__Set task 1__:
Answer these questions from the post about the RHE book:
(a) What does each member of the RHE audience come with?
(b) Which book is RHE sometimes criticized for not being "as good as"?
(c) What examples of poorly written code in some mock questions does the post list?
__Set task 2__:
In the post about the RHE book, repeat the part starting at "We never wanted" and ending at "study it carefully.".
__Set task 3__:
Pick up the post about the RHE book after its final sentence and keep writing it.

__Passage to read__:

· · · · ·

The makeup of RHE readers is no different than any other audience. Each member comes with their own expectations, and we do our best to say which of those expectations we can fulfill.
Sometimes it's annoying to hear RHE criticized for not being "as good as" the Khalid book, or rather, not being more like it. (Incidentally, if you happen to have both books, examine the table of contents for each one and you'll see why Khalid's publisher is not a group we're real happy with.)
We never wanted to help people to "ace" the exam. I surmise from many posts here that plenty of people really like the brain-teaser approach to exam preparation. Some mock questions take that method a step further and pose code that's poorly written -- weird constructor chains, broken recursion mixed in with overrides, etc., etc.
There's nothing wrong with that -- it just misses the points Sun intended in the first place. We didn't write RHE to test one's ability to read faulty code, but rather to learn to read what's missing in code that renders it faulty. If yuo can do that, you know what's wrong with language usage when you hear it, and not just when you study it carefully.

· · · · ·

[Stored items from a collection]
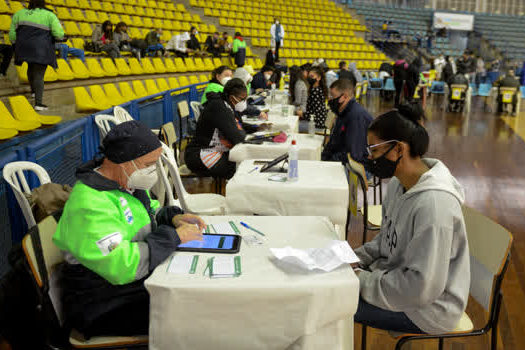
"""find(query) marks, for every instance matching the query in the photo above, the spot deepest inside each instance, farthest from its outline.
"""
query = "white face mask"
(142, 179)
(224, 80)
(241, 106)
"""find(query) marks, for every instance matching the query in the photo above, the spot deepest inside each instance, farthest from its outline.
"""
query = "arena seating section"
(313, 29)
(408, 21)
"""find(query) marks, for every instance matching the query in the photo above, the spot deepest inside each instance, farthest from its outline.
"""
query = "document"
(326, 259)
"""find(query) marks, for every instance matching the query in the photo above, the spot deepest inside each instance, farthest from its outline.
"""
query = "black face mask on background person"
(382, 167)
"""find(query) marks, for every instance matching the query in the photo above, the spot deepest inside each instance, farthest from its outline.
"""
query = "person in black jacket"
(217, 132)
(261, 80)
(350, 129)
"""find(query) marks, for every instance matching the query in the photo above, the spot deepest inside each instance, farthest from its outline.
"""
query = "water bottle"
(293, 162)
(311, 125)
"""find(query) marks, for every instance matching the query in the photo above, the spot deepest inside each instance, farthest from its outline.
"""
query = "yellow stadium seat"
(23, 111)
(183, 81)
(126, 91)
(63, 70)
(190, 65)
(173, 83)
(84, 102)
(135, 67)
(170, 65)
(181, 66)
(100, 97)
(113, 94)
(79, 69)
(194, 79)
(147, 66)
(109, 67)
(158, 65)
(151, 87)
(8, 122)
(139, 89)
(122, 66)
(94, 68)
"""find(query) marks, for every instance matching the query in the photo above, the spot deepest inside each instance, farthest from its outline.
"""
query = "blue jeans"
(375, 317)
(65, 50)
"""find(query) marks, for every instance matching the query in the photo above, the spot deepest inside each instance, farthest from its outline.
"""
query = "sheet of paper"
(182, 264)
(326, 259)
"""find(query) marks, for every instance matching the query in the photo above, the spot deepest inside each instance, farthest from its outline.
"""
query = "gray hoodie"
(419, 261)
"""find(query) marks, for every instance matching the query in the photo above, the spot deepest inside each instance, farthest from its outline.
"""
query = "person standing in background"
(33, 32)
(277, 33)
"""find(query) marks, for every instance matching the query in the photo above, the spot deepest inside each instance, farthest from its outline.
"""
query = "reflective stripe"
(33, 24)
(143, 268)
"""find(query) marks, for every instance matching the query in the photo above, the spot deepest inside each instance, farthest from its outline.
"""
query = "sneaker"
(41, 108)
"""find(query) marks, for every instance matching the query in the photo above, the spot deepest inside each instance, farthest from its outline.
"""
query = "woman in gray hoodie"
(416, 272)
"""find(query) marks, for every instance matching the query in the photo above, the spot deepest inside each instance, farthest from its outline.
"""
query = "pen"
(251, 228)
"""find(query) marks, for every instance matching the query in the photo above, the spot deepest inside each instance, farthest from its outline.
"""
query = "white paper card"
(327, 259)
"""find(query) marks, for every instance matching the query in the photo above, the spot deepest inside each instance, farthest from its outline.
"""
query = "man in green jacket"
(113, 235)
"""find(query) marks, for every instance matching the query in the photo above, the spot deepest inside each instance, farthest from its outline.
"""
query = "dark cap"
(128, 141)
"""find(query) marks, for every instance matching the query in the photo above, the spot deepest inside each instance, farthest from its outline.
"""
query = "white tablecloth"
(266, 307)
(310, 147)
(288, 124)
(322, 189)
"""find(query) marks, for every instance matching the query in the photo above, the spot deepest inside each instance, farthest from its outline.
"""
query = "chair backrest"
(121, 114)
(14, 175)
(196, 107)
(105, 122)
(489, 246)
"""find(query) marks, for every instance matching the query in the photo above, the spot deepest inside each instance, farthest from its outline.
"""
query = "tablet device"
(213, 243)
(274, 162)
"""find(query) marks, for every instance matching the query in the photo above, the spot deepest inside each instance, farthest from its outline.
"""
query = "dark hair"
(403, 124)
(234, 87)
(37, 4)
(322, 83)
(219, 70)
(344, 85)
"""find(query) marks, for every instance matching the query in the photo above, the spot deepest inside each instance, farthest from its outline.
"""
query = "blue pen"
(251, 228)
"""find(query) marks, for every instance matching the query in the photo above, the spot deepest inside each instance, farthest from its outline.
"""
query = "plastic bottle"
(311, 125)
(293, 162)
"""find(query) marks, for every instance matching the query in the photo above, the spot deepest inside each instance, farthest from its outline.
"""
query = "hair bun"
(413, 112)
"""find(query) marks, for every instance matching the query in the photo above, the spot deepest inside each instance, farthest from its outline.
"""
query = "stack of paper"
(327, 259)
(224, 266)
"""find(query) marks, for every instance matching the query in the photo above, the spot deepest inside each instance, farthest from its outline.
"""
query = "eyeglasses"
(371, 147)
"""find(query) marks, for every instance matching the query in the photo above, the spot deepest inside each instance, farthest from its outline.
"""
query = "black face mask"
(382, 167)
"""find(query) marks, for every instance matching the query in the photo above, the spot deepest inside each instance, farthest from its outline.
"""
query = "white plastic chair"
(104, 123)
(121, 114)
(202, 203)
(196, 107)
(14, 175)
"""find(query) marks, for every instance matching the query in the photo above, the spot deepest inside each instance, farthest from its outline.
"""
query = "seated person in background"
(220, 76)
(224, 44)
(344, 73)
(113, 235)
(154, 43)
(317, 95)
(261, 81)
(125, 43)
(178, 45)
(7, 52)
(416, 276)
(212, 44)
(217, 132)
(510, 81)
(102, 38)
(350, 129)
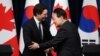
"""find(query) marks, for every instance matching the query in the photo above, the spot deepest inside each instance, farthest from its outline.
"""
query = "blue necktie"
(40, 30)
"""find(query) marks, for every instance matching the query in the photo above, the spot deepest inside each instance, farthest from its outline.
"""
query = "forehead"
(45, 11)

· · · · ·

__Task response 1__:
(a) Their own expectations.
(b) The Khalid book.
(c) Weird constructor chains and broken recursion mixed in with overrides.

__Task response 2__:
We never wanted to help people to "ace" the exam. I surmise from many posts here that plenty of people really like the brain-teaser approach to exam preparation. Some mock questions take that method a step further and pose code that's poorly written -- weird constructor chains, broken recursion mixed in with overrides, etc., etc.
There's nothing wrong with that -- it just misses the points Sun intended in the first place. We didn't write RHE to test one's ability to read faulty code, but rather to learn to read what's missing in code that renders it faulty. If yuo can do that, you know what's wrong with language usage when you hear it, and not just when you study it carefully.

__Task response 3__:
The same problem for learning a cultural language as well as a computational one -- the final step in mastering a second language comes when you move beyond recognizing the language as analogous to your own to just using it when you need it. In RHE, we figured we'd be talking to people who already could parallel Java to their previous experience. We simply didn't think anyone brand new to Java would take certification seriously -- it is, after all, an industrial certification, not an academic one.
It's professional programmers we wanted to take to the next step, and we say as much in the very beginning. We still want all our readers to learn from the experience, and to remember what they learned. Passing the SCJP exam, at least in my eyes, was simply a motivation, not the point of the exercise itself.
I'm happy for people who set their sights at 100% and come close to achieving it. That said, there's less to be said about perfection than improvement. Perfection is pass-fail, but improvement is a solution that scales forever.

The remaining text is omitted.